Given request a: Retype the listing, from the line containing "Exercise. Tag every instance of the green leaf" through the final line of the listing, both ends included.

Text passage:
▼▼▼
Squeeze some squash into your life

Michael Kelly continues his Grow It Yourself series with the ideal veg for soup, stews and roasts.

Michael Kelly Grower

MOST IRISH PEOPLE have never tasted any squash other than the ubiquitous butternut. Don’t get me wrong, that’s a fine variety. But there are literally dozens of others you can try when you grow them yourselves.

My own personal favourite is the wonderful giant Crown Prince squash which has an eerie blue skin and the sweetest orange flesh inside.

They are a fantastic veg to grow because they will store well through the winter thanks to their thick skins. Ideal for soups, stews or roasts, there is nothing better than hacking open a squash in the bleak mid-winter to reveal the beautiful orange flesh beneath.


To grow from seed you will need to sow in early May individually in 7cm pots. Sow about 2cm deep. The pots will need to be kept on a heating mat or a sunny windowsill.

Transplant them to larger 12 or 15cm pots after about 3 weeks. Leave the pots indoors or in a greenhouse or polytunnel.

It is too late at this time of the year to sow them from seed, but you could still buy a squash plant from a garden centre and grow it yourself at home.

Source: clairegren/Flickr Creative Commons


Make sure the soil where you are going to grow your squashes has had a decent application of well rotted farmyard manure or compost. Harden off the plants well and then plant out in early to mid June.

Cover with fleece if it’s cold at nights.

Space the plants 2m apart (or 1m apart for bush-varieties). This seems a lot, but once these babies get moving, there will be no stopping them. They can take over a veg patch, sending shoots here there and everywhere. So they’re probably not a great idea for a small garden. You can keep them in check by gently pinning or pegging down the shoots.
▲▲▲
Given request b: According to the squash article, is each statement true? Answer yes or no for each, and quote the words from the article that decide it. (i) Squash seeds should be sown about 2cm deep. (ii) Bush varieties should be spaced 2m apart. (iii) Squashes are a good choice for a small garden.

Records to process:
▼▼▼
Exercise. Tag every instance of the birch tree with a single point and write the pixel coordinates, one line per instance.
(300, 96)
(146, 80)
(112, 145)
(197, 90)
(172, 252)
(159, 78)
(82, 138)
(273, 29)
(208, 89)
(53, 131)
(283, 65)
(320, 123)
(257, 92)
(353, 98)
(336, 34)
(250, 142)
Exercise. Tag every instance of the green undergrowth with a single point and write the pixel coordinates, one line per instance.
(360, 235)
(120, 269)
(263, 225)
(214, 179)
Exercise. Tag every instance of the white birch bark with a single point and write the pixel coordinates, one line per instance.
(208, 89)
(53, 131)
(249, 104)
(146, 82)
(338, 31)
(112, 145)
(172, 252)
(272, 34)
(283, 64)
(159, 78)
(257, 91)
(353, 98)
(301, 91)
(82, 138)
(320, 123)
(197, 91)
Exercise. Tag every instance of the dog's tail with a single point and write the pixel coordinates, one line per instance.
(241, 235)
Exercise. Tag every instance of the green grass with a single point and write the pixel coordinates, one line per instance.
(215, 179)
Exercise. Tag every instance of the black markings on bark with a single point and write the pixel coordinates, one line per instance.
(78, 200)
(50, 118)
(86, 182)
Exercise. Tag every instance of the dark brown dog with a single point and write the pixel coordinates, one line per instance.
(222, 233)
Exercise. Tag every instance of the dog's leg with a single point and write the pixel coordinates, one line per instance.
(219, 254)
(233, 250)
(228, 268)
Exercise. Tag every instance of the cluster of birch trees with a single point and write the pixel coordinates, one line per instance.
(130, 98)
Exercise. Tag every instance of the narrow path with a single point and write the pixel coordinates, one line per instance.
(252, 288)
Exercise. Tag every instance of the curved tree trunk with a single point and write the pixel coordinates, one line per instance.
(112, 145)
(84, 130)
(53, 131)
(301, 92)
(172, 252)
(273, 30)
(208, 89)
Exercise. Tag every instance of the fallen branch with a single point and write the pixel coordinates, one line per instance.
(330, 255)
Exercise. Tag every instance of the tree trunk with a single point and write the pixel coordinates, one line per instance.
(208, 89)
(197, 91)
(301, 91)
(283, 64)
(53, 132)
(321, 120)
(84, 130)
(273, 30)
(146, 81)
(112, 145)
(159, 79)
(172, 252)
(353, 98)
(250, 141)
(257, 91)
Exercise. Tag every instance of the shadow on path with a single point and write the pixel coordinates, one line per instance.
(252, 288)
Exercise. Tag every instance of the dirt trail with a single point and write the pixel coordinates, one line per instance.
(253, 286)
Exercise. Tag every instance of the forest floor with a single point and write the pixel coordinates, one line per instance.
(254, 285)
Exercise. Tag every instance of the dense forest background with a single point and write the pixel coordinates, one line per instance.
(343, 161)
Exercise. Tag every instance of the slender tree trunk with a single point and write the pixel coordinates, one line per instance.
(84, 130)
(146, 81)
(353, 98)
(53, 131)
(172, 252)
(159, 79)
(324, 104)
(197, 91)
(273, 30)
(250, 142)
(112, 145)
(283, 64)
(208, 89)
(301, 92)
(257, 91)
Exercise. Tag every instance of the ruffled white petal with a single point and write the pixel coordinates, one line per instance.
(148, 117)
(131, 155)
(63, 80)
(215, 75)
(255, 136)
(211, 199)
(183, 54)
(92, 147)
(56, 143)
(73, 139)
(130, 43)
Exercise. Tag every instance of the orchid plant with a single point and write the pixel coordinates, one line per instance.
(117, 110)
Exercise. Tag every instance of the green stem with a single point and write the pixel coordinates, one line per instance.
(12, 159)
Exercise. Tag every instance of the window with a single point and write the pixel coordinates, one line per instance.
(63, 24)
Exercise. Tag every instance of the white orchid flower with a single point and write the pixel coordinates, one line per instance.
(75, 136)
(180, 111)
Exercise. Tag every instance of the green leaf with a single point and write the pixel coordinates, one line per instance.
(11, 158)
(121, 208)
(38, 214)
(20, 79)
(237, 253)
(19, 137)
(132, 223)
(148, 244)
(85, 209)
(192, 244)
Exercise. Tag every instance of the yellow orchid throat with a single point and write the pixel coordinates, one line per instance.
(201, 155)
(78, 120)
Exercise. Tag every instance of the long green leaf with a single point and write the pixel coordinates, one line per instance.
▲▲▲
Written answer a:
Exercise. Tag every instance of the green leaf with a single point and write the pixel coordinates, one line per instance.
(11, 158)
(121, 208)
(38, 214)
(20, 79)
(237, 253)
(19, 137)
(132, 223)
(148, 244)
(85, 209)
(192, 244)
Exercise. Tag every instance of the yellow orchid throat with a single point and write the pixel coordinates, one line per instance.
(201, 155)
(78, 120)
Exercise. Tag every instance of the long green leaf with a single point and write the pixel coordinates, one line per instance.

Written answer b:
(i) Yes: "Sow about 2cm deep."
(ii) No: "Space the plants 2m apart (or 1m apart for bush-varieties)."
(iii) No: "So they’re probably not a great idea for a small garden."